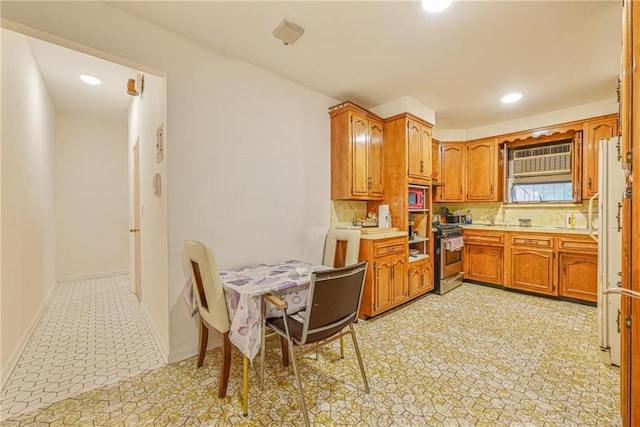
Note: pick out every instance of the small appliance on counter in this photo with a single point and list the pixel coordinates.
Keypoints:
(384, 216)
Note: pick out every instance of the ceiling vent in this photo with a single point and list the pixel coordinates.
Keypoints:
(288, 32)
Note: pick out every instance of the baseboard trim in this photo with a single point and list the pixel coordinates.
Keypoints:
(164, 350)
(74, 278)
(22, 344)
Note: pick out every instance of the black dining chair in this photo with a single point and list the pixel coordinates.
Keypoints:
(332, 309)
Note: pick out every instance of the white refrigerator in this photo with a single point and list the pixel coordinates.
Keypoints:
(611, 185)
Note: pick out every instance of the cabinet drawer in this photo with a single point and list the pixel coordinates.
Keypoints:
(383, 250)
(496, 239)
(577, 244)
(532, 241)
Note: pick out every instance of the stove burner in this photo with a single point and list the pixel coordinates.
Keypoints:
(446, 226)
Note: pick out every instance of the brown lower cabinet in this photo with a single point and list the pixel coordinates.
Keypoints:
(532, 263)
(564, 265)
(420, 278)
(484, 256)
(385, 284)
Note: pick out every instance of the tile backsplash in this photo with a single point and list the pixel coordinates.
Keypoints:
(344, 212)
(540, 215)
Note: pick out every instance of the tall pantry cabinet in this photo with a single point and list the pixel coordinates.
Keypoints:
(356, 153)
(407, 156)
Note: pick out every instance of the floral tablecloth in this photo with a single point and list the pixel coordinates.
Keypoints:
(244, 288)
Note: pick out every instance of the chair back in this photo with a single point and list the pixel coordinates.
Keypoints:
(208, 289)
(333, 302)
(341, 248)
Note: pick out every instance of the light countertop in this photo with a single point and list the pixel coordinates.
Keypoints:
(532, 229)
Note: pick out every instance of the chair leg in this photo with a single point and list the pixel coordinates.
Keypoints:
(204, 338)
(226, 365)
(355, 345)
(284, 346)
(303, 404)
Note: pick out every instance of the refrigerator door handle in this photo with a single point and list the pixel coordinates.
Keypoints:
(590, 217)
(622, 291)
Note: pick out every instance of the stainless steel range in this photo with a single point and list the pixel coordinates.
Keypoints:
(448, 248)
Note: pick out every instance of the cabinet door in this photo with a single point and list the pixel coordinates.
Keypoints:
(375, 161)
(414, 150)
(452, 172)
(579, 276)
(532, 270)
(382, 290)
(593, 132)
(359, 155)
(484, 264)
(425, 156)
(435, 160)
(420, 278)
(398, 273)
(482, 171)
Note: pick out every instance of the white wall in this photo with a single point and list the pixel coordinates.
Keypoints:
(579, 112)
(248, 153)
(146, 114)
(91, 203)
(28, 248)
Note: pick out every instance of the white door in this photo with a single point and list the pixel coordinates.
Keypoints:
(610, 247)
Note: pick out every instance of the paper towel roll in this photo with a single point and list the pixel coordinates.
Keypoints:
(383, 213)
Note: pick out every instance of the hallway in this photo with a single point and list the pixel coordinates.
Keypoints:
(91, 334)
(475, 356)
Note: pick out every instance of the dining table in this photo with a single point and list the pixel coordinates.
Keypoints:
(244, 288)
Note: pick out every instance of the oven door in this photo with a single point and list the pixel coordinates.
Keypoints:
(450, 261)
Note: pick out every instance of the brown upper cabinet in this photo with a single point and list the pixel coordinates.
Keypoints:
(593, 132)
(356, 153)
(407, 137)
(435, 161)
(452, 172)
(482, 171)
(469, 172)
(419, 136)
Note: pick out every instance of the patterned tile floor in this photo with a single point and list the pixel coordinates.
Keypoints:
(91, 333)
(475, 356)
++++
Activity
The lines to copy are those in the listing that contain "refrigerator".

Exercise solution
Note: pick out every instance of the white refrigerator in this photo with a single point and list the pixel coordinates.
Note: pick out every instance of the refrigerator door handle in this photo with a single point and list the pixel coordinates.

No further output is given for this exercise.